● **Exercise requirements**:
Print out the records that follow, exactly and completely.

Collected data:

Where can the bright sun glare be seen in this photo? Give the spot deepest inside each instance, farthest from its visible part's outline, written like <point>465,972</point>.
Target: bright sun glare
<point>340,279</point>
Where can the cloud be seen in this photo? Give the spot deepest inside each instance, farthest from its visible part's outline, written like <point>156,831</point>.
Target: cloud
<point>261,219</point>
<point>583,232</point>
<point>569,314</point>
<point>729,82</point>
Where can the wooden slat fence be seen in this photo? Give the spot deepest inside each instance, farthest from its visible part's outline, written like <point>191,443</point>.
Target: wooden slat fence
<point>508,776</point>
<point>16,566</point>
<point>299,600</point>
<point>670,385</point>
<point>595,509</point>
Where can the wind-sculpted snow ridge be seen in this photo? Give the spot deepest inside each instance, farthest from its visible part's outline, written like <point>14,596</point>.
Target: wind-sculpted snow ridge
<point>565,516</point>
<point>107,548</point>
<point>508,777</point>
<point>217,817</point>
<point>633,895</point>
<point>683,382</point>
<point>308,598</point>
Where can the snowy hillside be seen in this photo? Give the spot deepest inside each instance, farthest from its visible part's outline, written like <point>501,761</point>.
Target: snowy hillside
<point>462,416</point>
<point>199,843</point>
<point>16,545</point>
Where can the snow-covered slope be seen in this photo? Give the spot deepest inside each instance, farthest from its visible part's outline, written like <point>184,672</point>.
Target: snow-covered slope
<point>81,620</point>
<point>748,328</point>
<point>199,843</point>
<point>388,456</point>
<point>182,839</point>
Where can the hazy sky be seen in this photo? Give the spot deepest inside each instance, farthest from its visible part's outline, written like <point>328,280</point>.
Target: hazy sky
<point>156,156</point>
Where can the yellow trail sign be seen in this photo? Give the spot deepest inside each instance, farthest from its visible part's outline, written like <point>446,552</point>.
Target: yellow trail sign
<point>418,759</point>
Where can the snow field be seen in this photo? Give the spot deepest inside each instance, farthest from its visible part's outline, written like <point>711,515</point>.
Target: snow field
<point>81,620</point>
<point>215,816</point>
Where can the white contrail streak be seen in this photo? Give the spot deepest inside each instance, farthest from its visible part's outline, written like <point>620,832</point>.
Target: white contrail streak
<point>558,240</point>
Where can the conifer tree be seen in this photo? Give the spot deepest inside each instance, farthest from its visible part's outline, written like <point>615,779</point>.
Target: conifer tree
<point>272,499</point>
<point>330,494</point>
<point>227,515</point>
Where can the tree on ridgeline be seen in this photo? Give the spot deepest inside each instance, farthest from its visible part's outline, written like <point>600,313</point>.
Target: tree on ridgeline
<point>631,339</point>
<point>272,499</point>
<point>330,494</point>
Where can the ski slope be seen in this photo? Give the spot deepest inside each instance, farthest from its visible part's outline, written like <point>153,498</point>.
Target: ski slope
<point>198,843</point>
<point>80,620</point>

● **Problem solution**:
Where can the bright sun glare be seen in this photo? Give the spot deepest inside each instance, farthest from its visible part's outline, written like <point>465,972</point>.
Target: bright sun glare
<point>340,279</point>
Where can the cloud be seen in this photo? Give the spot deepest inside each instance, farthest from its visible part's outline, written like <point>156,831</point>.
Target: cloud
<point>261,219</point>
<point>583,232</point>
<point>569,314</point>
<point>729,82</point>
Where can the wooden slat fence be seen in this photo? Give the spot deepest inside each instance, farthest from its visible part's outline, written like <point>191,443</point>.
Target: wooden slat fence
<point>508,776</point>
<point>16,566</point>
<point>299,600</point>
<point>670,385</point>
<point>595,509</point>
Where can the wind-sculpted snow ridge be seen in this photo? Give the spot deepest inside each instance, farthest from its visible part's outline, written like <point>14,596</point>.
Target: wind-sculpted snow ridge
<point>565,516</point>
<point>107,548</point>
<point>508,777</point>
<point>217,817</point>
<point>633,895</point>
<point>683,382</point>
<point>308,598</point>
Where can the snowy hillside be seen in this photo? Give the spot deepest inside each instance, farthest from its visible part's outline, written like <point>501,761</point>.
Target: snowy hillside
<point>462,416</point>
<point>199,843</point>
<point>16,545</point>
Where can the snow-covered slope be seen in this photo? Give the spot deepest inside each instance, farthest from its visible part's outline, written like <point>184,672</point>.
Target: snow-covered slope
<point>81,620</point>
<point>748,328</point>
<point>199,843</point>
<point>388,456</point>
<point>182,839</point>
Where can the hazy sky be seen in this photo? Give the spot deepest inside each instance, farthest from its visible part's outline, written like <point>328,280</point>.
Target: hazy sky
<point>156,156</point>
Where can the yellow trail sign be seen in this photo? Give the spot deepest inside each instance, farthest from its visible part's outline, written like <point>446,552</point>.
Target: yellow trail sign
<point>418,759</point>
Where can the snow field be seen in this photo? Give the spot deepest inside each instance, farthest from its visible part's outline, written like <point>711,515</point>.
Target: snow field
<point>81,620</point>
<point>215,816</point>
Where can the white contrail streak be seen in this photo? Give the spot deepest inside each instance, farthest from its visible part's outline, written like <point>620,832</point>.
Target: white contrail streak
<point>558,240</point>
Where can the conifer tree be seen in this photo? Give the spot deepest inside each instance, farthest from its visible part's outline, written like <point>615,779</point>.
Target: conifer tree
<point>272,499</point>
<point>330,494</point>
<point>227,515</point>
Where can the tree on ridgeline be seen in this photo? Give the spot deepest inside each instance, farthest from its visible part's outline, written like <point>600,313</point>.
Target: tree on ridgeline
<point>631,339</point>
<point>272,499</point>
<point>330,494</point>
Where can the ski slope be seen in this photo? Give the spot deepest inside each instance, farthest from its visible part's outline, written like <point>153,498</point>.
Target: ski slope
<point>198,843</point>
<point>80,620</point>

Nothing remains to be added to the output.